** Source document **
------------------------------------------------------------
The nationally televised singing competition put Leong's distinctive baritone voice on the map and made him one of the most recognizable faces and voices in the Singaporean entertainment scene. It did not come as a surprise when Leong was offered a record deal (from chief Singapore Idol judge, Ken Lim) a year later, the chief judge was remembered to have said on air (after the announcement of the final results) that Leong had what it took to "be a regional star, anytime."

During the competition he garnered a huge fanbase, self named the 'Jonatics'. Leong has mentioned on some occasions that he was initially uncomfortable with the word, "fan" and prefers to refer to his fanbase as "supporters" as he felt that the "fan" sounded "rather snooty". His fanbase has been well aware of Leong's longtime affinity with animals and have adopted a dog and a monkey in his name at a dog society in the case of the former and the Night Safari for the latter.

==Post-Idol career==
Following Singapore Idol, Leong has performed at many high-profile events, television shows and many concert venues including Miss Singapore Universe, the President's Star Charity Singapore, a Levi's jeans launch and an FHM event.

In December 2006, Leong hosted a local holiday special series produced by Mediacorp named "Wish Upon A Star" alongside Hady Mirza and Gurmit Singh to fulfill contractual obligations. It was filmed between November and December 2006. He was voted Man of the Year 2006 in The Flame Awards organised by The New Paper. Mediacorps Channel 5 Fame Awards gave Leong the title of "Best Hunk 2006".

In 2007, Leong was made an ambassador for the Motorola Singapore (RED) Campaign, an initiative spearheaded by Bono of U2 to alleviate the spread of HIV in Africa. In November that year, Leong lent his vocals to a Mandarin track, 情牵二十五, which was included in the track list for an album compilation to commemorate Mediacorp's twenty five-year anniversary of broadcasting locally produced mandarin drama serials on Channel 8.

In September 2008, Leong acted in an episode in Calefare, as a popular singer named Johnny Chia, a parody of himself. When interviewed if he was aware of the similarities between the two shows, Leong expressed ignorance during filming, but has since "immensely enjoyed" the original British sitcom after the fact. He was featured as a celebrity guest contestant in the premiere episode of the Singaporean version of the popular television gameshow Don't Forget the Lyrics!. Along with other singers, Leong managed to raise $25,000 for charity. He was also an ambassador for the Passion Card Ad campaign for the People's Association.
------------------------------------------------------------
Referring expression pointing data
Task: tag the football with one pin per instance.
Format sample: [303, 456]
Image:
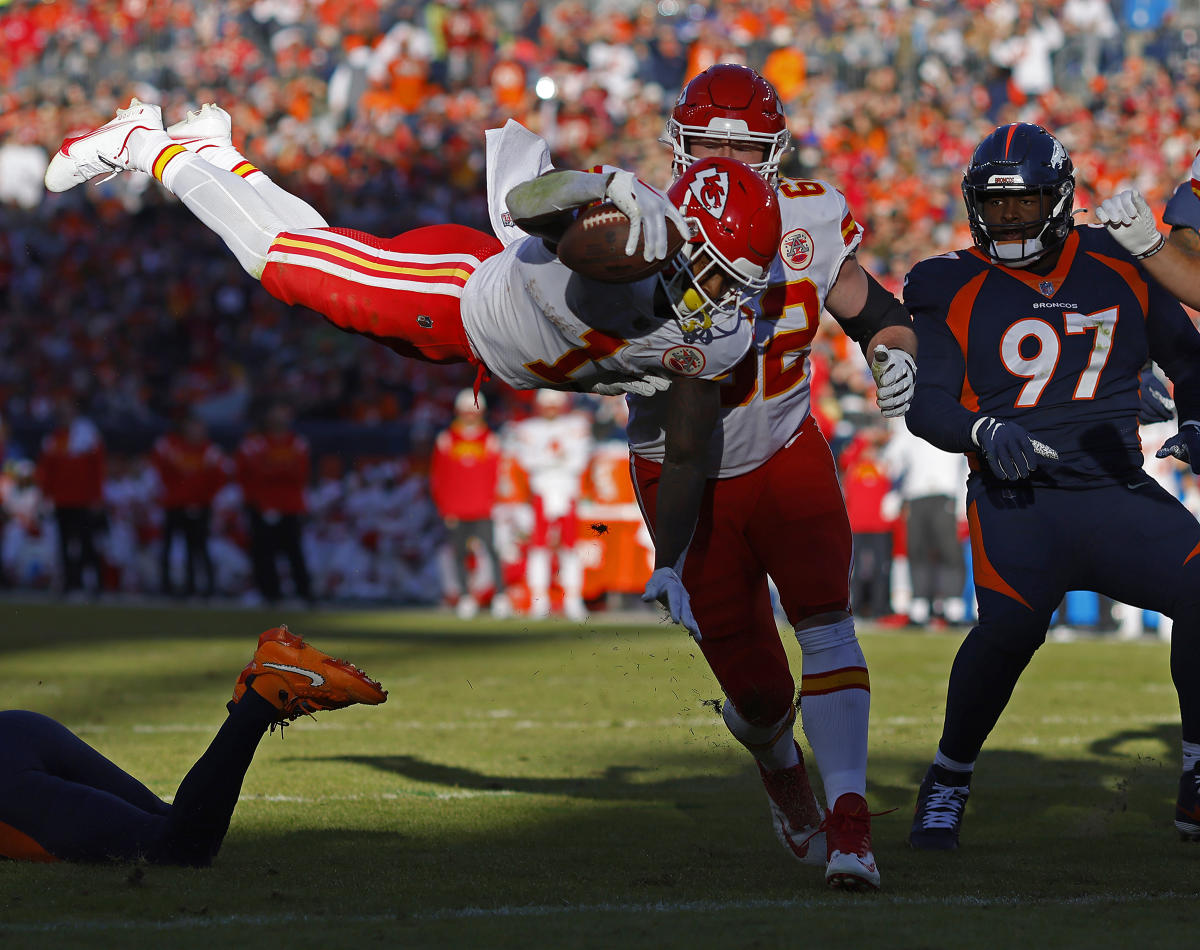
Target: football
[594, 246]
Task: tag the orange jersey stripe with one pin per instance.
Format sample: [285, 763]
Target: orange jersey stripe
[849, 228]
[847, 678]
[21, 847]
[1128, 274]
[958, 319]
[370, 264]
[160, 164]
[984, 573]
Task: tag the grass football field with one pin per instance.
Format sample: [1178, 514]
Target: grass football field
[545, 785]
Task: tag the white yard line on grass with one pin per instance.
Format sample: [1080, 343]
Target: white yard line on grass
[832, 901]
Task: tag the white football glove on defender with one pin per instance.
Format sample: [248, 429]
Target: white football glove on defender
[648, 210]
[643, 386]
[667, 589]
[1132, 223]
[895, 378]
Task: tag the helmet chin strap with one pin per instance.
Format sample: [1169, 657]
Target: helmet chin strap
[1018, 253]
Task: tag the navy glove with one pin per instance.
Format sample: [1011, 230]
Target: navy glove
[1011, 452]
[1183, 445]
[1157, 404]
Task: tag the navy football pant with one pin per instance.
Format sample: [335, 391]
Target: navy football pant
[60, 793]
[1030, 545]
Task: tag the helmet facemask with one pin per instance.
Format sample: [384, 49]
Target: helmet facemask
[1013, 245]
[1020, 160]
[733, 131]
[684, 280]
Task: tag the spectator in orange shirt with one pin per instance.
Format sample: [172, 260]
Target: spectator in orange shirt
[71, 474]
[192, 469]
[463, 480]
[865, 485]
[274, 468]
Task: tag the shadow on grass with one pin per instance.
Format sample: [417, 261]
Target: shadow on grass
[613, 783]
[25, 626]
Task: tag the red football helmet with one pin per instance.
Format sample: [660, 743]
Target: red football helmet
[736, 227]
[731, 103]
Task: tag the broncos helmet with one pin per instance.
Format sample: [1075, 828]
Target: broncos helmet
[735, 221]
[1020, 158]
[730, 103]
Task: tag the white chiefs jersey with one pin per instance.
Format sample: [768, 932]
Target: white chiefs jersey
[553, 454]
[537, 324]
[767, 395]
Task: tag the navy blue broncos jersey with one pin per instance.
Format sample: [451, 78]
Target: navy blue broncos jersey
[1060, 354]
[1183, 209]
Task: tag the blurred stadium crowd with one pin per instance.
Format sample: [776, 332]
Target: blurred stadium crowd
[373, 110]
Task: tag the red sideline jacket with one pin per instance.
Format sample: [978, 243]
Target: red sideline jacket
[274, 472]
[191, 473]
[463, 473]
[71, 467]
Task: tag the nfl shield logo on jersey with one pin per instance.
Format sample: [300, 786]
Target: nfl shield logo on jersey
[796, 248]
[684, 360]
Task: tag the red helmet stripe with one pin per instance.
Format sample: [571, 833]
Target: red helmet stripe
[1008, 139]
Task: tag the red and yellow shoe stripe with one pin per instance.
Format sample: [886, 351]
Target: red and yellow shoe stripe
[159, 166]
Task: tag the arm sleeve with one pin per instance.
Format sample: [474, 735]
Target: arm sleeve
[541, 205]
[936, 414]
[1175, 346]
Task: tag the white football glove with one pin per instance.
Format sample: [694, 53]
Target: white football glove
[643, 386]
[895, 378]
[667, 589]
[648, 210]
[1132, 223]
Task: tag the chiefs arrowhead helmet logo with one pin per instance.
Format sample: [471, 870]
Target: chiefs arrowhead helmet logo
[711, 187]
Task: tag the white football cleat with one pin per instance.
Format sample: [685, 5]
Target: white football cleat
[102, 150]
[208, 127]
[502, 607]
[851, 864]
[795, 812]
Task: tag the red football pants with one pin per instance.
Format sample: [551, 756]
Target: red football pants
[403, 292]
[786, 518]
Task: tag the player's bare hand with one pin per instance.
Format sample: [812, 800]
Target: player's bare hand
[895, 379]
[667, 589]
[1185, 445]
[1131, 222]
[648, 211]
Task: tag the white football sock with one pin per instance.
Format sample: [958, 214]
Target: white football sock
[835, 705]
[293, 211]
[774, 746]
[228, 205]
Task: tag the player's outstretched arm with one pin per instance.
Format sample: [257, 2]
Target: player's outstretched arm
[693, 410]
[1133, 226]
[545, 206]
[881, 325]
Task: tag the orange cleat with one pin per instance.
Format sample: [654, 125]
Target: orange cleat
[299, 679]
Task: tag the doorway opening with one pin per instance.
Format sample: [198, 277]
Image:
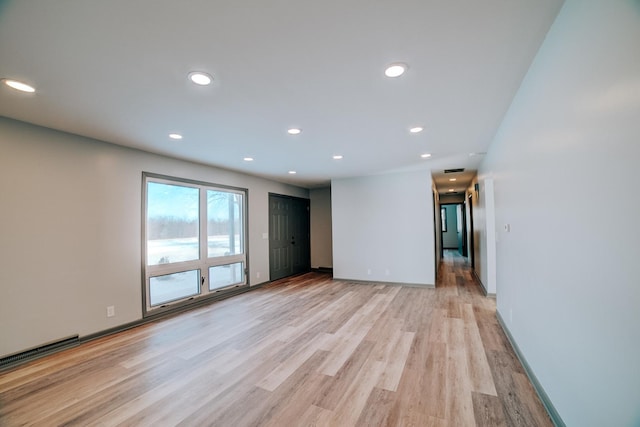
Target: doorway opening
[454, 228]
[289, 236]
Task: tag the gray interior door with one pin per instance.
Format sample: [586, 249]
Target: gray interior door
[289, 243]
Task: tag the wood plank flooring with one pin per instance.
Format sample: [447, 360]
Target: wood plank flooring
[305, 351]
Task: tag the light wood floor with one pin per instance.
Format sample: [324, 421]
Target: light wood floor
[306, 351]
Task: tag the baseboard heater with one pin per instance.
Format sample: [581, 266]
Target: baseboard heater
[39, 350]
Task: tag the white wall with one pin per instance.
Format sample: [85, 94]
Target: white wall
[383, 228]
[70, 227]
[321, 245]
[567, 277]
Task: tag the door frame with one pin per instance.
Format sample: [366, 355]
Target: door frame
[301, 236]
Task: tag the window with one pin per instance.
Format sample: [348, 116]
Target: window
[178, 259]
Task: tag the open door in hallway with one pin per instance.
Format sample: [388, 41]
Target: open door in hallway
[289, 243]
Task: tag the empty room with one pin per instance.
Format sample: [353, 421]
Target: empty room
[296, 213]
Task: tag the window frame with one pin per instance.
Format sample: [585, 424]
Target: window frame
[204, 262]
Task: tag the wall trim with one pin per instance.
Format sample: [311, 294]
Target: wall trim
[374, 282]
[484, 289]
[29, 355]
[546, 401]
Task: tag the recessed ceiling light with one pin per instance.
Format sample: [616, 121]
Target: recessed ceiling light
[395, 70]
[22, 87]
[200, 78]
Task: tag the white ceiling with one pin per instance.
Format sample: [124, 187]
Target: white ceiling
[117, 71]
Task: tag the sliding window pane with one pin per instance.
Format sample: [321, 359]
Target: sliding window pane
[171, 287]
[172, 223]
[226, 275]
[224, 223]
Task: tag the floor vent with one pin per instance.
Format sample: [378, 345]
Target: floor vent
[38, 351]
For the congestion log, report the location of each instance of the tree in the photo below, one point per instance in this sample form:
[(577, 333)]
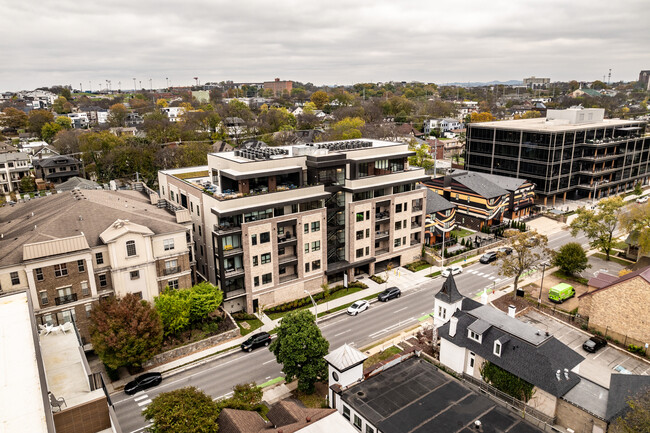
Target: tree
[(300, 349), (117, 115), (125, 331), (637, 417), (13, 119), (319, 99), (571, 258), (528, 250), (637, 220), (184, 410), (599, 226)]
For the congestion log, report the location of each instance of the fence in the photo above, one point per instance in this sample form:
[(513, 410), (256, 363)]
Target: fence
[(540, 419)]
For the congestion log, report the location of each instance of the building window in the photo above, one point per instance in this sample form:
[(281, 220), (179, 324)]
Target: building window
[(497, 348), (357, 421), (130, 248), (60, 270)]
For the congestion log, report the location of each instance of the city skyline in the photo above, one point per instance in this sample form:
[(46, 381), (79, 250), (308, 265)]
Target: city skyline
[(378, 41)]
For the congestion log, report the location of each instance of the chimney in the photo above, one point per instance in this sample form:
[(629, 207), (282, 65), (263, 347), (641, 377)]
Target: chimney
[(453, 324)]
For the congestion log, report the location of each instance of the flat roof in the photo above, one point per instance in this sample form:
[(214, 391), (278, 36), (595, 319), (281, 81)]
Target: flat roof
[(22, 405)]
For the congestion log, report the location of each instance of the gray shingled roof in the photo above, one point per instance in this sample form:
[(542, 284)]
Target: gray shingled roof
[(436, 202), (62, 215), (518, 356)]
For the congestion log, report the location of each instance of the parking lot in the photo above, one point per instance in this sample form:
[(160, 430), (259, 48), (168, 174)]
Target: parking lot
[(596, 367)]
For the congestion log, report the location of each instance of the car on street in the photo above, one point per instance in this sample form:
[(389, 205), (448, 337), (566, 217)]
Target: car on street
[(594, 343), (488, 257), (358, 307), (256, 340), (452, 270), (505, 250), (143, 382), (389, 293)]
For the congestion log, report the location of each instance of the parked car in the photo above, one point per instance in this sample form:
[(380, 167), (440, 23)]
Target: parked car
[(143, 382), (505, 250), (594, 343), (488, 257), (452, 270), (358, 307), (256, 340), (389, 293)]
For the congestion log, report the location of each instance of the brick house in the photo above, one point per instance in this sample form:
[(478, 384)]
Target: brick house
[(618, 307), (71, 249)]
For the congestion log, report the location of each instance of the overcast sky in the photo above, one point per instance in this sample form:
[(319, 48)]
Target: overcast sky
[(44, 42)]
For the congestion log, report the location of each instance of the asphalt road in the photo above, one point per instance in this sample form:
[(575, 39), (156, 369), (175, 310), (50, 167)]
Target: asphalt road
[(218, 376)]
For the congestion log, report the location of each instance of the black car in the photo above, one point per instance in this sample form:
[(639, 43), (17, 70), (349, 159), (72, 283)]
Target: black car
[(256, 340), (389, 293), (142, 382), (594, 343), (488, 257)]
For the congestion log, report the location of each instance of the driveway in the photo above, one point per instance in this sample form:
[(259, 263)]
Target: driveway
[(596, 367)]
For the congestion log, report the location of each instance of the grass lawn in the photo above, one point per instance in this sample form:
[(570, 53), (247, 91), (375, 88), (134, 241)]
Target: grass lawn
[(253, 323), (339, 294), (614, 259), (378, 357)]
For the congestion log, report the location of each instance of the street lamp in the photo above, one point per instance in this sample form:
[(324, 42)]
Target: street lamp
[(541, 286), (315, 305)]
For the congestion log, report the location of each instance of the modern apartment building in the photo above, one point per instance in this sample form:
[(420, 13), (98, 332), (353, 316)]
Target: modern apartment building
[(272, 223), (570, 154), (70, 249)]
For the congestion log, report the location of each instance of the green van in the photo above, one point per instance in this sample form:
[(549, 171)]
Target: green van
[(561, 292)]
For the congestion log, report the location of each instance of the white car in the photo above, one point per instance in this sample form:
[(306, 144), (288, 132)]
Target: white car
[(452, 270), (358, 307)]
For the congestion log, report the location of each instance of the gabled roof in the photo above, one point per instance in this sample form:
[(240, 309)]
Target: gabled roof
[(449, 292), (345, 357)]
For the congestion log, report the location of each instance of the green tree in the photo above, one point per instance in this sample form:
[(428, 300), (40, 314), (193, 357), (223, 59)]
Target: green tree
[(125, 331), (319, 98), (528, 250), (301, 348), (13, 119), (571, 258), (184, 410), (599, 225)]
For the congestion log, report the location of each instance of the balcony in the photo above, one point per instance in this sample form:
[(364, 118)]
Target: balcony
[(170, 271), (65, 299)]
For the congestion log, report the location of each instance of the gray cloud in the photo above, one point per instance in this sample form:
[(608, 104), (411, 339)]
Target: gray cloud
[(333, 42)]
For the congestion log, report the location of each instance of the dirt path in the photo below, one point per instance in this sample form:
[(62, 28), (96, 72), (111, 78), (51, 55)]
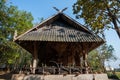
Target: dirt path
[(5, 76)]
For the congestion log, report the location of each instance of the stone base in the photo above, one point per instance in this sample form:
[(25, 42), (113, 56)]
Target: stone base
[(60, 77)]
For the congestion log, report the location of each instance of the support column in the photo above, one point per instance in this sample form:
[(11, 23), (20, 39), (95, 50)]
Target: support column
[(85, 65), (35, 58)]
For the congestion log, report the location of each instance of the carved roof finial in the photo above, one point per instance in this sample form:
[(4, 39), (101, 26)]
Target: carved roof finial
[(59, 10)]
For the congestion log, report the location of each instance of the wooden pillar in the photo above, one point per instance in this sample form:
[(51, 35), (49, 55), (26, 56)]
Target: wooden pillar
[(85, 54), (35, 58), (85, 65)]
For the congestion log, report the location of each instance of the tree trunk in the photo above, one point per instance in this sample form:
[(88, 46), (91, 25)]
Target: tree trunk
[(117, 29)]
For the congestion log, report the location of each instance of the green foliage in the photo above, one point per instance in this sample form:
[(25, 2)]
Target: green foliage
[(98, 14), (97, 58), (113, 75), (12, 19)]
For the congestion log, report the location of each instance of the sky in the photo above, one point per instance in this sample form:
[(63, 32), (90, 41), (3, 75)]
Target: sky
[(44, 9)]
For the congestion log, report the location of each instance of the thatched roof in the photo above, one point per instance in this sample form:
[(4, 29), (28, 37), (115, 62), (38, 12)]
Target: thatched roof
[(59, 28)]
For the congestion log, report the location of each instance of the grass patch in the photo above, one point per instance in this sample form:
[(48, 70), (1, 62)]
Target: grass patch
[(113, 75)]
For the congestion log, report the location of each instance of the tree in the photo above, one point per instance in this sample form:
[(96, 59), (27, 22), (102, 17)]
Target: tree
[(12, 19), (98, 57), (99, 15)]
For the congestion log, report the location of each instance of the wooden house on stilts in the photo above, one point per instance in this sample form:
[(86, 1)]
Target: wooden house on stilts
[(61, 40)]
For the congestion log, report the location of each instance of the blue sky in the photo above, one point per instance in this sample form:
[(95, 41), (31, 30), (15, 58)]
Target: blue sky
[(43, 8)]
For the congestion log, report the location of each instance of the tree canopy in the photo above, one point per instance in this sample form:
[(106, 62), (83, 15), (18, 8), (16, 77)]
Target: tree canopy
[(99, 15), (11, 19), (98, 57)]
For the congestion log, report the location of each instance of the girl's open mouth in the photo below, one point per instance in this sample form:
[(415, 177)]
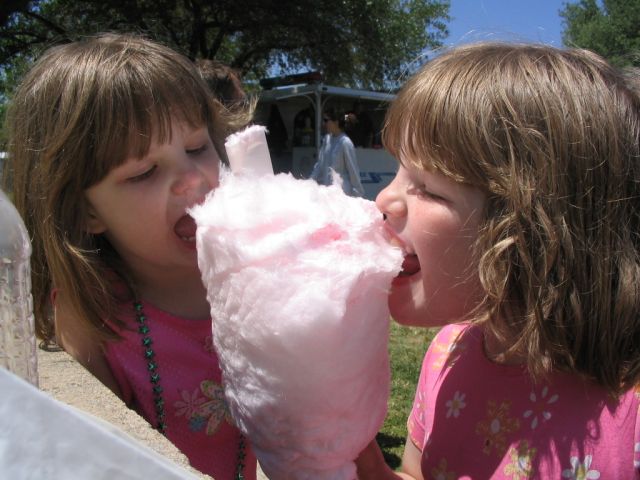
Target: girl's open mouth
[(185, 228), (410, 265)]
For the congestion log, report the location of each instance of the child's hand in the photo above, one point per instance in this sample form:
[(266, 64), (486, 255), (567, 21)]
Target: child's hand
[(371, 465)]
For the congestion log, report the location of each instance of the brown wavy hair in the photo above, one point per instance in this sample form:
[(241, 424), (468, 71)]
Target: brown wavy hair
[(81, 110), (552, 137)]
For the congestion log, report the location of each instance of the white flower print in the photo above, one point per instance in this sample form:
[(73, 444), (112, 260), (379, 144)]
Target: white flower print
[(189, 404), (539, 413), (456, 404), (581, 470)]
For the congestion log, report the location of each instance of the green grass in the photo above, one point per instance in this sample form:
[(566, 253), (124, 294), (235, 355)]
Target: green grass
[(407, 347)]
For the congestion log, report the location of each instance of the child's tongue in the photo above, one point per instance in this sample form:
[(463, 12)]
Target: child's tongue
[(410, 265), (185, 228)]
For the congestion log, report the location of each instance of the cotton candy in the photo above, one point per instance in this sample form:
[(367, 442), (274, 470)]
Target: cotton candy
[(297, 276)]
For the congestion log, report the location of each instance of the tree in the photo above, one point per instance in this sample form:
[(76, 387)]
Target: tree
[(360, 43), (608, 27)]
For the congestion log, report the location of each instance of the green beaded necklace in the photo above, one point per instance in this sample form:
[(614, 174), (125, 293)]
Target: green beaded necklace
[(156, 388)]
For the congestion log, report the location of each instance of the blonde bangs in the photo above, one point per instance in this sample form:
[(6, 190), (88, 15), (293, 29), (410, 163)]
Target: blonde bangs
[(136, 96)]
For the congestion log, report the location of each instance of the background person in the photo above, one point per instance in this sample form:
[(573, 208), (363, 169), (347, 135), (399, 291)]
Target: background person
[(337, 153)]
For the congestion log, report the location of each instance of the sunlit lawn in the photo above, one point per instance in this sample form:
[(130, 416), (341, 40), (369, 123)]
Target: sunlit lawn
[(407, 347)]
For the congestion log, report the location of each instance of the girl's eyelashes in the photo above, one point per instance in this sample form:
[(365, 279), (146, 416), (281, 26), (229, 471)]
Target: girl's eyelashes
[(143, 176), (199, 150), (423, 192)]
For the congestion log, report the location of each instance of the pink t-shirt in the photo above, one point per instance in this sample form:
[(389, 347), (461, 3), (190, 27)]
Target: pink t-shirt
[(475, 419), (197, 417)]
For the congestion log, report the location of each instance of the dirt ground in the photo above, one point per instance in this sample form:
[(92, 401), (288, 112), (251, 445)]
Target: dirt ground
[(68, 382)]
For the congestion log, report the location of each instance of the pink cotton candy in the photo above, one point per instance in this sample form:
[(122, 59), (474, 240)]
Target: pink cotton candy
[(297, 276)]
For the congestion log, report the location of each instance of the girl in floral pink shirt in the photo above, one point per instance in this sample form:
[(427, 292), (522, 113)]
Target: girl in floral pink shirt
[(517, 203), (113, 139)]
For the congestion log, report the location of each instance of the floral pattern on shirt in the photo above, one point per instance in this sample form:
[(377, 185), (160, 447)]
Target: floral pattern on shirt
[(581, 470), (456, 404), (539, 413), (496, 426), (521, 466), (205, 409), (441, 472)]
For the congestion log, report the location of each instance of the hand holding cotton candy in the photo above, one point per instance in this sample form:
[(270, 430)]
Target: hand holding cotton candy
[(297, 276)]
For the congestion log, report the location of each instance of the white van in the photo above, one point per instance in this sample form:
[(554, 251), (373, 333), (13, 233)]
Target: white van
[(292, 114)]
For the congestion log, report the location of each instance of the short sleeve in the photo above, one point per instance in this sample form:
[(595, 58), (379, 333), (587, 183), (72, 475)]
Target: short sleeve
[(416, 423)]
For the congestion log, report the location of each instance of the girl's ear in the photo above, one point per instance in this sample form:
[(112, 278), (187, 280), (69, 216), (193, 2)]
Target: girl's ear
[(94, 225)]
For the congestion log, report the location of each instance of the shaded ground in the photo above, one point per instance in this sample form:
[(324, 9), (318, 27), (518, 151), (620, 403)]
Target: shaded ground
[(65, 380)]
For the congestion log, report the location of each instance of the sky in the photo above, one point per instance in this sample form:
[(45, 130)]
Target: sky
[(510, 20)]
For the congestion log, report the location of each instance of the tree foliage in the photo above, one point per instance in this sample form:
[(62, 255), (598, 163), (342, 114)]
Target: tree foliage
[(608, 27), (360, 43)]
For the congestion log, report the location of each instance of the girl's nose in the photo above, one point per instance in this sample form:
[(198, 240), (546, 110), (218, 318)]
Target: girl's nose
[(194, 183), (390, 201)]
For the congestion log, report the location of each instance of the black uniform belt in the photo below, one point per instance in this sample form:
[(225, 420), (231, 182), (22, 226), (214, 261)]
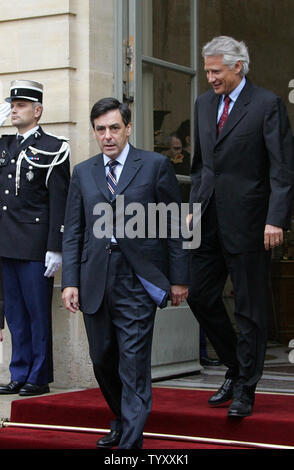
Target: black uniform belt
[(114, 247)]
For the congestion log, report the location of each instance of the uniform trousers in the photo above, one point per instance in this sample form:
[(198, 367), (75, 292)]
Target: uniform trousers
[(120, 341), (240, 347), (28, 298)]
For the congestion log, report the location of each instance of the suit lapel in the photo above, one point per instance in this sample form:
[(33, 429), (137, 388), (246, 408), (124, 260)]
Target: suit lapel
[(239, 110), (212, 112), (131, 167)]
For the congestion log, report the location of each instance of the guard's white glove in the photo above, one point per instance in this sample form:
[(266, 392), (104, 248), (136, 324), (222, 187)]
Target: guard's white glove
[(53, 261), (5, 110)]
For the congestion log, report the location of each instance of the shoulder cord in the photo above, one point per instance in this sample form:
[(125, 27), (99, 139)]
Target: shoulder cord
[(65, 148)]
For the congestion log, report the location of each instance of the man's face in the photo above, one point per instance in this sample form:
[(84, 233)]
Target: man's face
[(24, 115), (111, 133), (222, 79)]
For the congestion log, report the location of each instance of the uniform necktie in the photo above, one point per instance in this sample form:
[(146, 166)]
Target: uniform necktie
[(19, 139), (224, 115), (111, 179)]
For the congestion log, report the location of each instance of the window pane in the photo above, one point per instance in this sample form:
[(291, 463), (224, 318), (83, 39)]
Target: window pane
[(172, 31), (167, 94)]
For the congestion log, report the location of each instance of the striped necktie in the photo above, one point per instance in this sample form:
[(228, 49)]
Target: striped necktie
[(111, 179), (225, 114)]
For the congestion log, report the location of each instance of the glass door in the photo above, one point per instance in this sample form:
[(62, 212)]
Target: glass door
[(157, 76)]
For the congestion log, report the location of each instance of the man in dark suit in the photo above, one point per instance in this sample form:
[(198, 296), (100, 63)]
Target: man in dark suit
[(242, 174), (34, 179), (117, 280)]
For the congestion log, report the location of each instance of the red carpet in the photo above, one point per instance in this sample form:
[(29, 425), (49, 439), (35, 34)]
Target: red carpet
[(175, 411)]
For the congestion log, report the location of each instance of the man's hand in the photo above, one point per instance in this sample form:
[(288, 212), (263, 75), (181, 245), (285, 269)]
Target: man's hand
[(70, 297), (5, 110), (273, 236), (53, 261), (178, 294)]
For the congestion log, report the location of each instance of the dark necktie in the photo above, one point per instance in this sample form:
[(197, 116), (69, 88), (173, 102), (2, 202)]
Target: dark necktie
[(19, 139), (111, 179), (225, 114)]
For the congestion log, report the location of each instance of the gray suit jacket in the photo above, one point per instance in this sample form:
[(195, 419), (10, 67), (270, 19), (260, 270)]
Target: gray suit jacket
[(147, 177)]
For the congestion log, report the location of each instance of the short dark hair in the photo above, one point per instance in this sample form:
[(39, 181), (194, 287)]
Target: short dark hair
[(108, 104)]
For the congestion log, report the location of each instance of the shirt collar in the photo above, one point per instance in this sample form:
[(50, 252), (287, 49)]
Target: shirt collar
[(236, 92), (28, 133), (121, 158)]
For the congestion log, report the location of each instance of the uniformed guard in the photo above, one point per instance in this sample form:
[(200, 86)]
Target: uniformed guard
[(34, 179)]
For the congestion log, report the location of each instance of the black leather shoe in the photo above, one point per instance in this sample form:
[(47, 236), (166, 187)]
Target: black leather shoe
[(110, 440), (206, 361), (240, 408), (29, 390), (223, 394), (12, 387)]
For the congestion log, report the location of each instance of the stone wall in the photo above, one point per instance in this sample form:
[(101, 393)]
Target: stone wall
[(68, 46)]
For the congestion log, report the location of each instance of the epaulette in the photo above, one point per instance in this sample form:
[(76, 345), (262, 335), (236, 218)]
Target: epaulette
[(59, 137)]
------------------------------------------------------------
** Task instructions **
Resume the text about Leong's singing career, starting right after its final sentence. The lines above stand apart from the text about Leong's singing career.

** Answer to this exercise **
==Theatrical Circus career==
In April 2010, it was announced that Leong would star in the original theatrical production, "Voyage De La Vie" along with a cast of international performers. After several rounds of auditions, Leong got the lead role of "The Boy".

Leong is the only Singaporean performer in "Voyage De La Vie", a Cirque Du Soleil-esque show with circus performances, elaborate sets, costumes and original music.

==Solo album==
On 22 September 2011, Leong's solo album, 神秘英雄 (Mysterious Hero) was released. The album is recorded in Mandarin but featured one English single titled, For You. The single 多一次机会 peaked at number 7 on the Top 20 Countdown chart on the most popular radio station in Singapore, Y.E.S. 93.3FM.

==Internet blog and Podcast Show==
In August 2011, Leong started a web blog named "Life in Stereo- Jonathan Leong's guide to Life" and an accompanying monthly podcast show that is available for free download on his website.

==Personal life==

In many of his interviews, Leong has emphasized his priority away from work is always his family, loved one, his pets and close friends. Leong has always shown a great love and respect for films and good writing. He has mentioned on several occasion that enjoys writing, reading and art.

Leong married Jeneen Goh on 26 December 2015.